## Excerpted passage
Sparkify — Udacity data scientist nanodegree capstone project

9 min readDec 23, 2019

Project Overview

Predicting customers’ behavior is of foremost importance for businesses, but also a very challenging task. Fortunately, if provided with the right input, data science can assist in anticipating users’ needs (ideally even before users are aware of them themselves 😊).

In this article, we’ll focus on Sparkify, a capstone project for Udacity data scientist nanodegree, in which we try to estimate whether users of a fictitious audio streaming platform are likely to unsubscribe, based on their activity logs.

For this article, we used the following dataset and notebook.

Problem Statement

We have access to a JSON log of all actions performed by Sparkify users during a period of two months; our objective is to learn from this dataset what behaviors can allow us to predict whether users will “churn” (i.e. unsubscribe from the service).

In order to achieve this, we will extract the most relevant features from the log, and train a machine learning classifier; in this article, we will work with a small subset, representing 1% of the total size, but will use Spark framework, and keep scalability in mind, to ensure the same code can be reused when using the full dataset, which is 12GB large.

Metrics

Since we are interested not only in precision (ensuring we identify as many users susceptible to churn as possible), but also in recall (ensuring the users we identify are actually likely to churn, since they’ll for example be proposed special offers), we propose to use F1-score to measure our machine learning classifier performance.

Data exploration

The subset we’ll use for this article is 128MB large (1% of the whole dataset which is 12GB large); it consists of 286,500 records in JSON format, containing the following fields:

ts: timestamp (in milliseconds; integer)
auth: represents whether user is logged in (string)
userId: user’s unique ID (number, stored as string)
firstName: user’s first name (string)
lastName: user’s last name (string)
gender: user’s gender (string)
registration: time when user registered (in milliseconds; integer)
level: user’s subscription level (string)
location: user’s city and state (string)
sessionId: unique session ID (integer)

(Image location labeling entries)
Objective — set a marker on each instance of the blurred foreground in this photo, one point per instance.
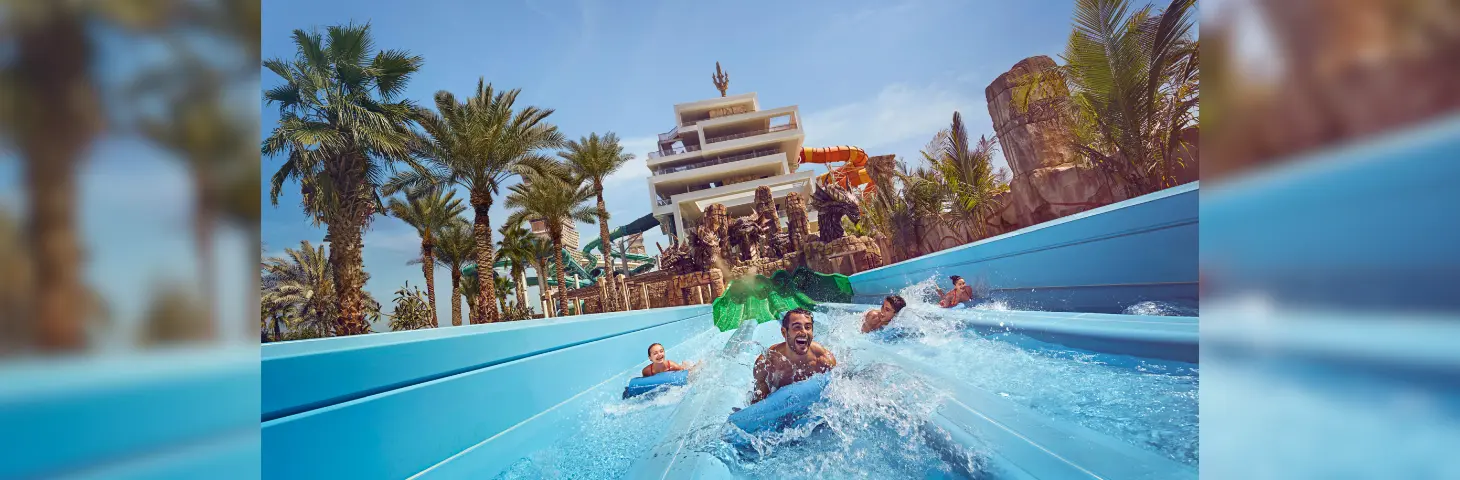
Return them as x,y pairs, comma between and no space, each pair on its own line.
1330,253
129,218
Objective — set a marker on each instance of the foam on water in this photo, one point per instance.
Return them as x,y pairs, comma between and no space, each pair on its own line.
872,423
1159,308
606,441
1148,403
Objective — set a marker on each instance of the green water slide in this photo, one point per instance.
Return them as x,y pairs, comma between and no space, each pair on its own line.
632,228
767,298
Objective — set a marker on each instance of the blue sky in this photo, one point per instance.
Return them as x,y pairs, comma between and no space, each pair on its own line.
879,75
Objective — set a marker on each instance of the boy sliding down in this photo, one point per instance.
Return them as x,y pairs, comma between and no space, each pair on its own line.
959,293
873,320
660,365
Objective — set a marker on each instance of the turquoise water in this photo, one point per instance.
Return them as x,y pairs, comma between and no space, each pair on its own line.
1152,404
875,417
872,423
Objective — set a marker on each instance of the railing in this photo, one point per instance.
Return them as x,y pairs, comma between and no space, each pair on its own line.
714,161
752,133
676,151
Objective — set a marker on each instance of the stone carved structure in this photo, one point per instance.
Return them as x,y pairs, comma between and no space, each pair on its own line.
796,223
832,203
710,237
676,258
774,242
846,256
1050,178
746,237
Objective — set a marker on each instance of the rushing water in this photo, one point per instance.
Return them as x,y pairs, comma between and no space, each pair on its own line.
1146,403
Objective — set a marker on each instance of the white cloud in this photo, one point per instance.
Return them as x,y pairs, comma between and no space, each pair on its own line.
389,234
897,114
635,169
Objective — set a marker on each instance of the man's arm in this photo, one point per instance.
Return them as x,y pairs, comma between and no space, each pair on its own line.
761,387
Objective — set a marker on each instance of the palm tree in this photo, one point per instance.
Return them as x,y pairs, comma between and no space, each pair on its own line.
967,174
51,117
479,145
454,250
542,251
517,248
429,215
472,291
1133,83
593,159
301,288
554,197
410,311
339,127
504,288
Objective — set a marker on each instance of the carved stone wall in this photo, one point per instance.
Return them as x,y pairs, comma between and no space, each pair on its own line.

## Direction 1
How many records does the subset used in the Sparkify article contain?
## Direction 2
Return the part of the Sparkify article that opens with the words containing "The subset we’ll" and closes with "logged in (string)".

## Exercise solution 1
286,500 records in JSON format.

## Exercise solution 2
The subset we’ll use for this article is 128MB large (1% of the whole dataset which is 12GB large); it consists of 286,500 records in JSON format, containing the following fields:

ts: timestamp (in milliseconds; integer)
auth: represents whether user is logged in (string)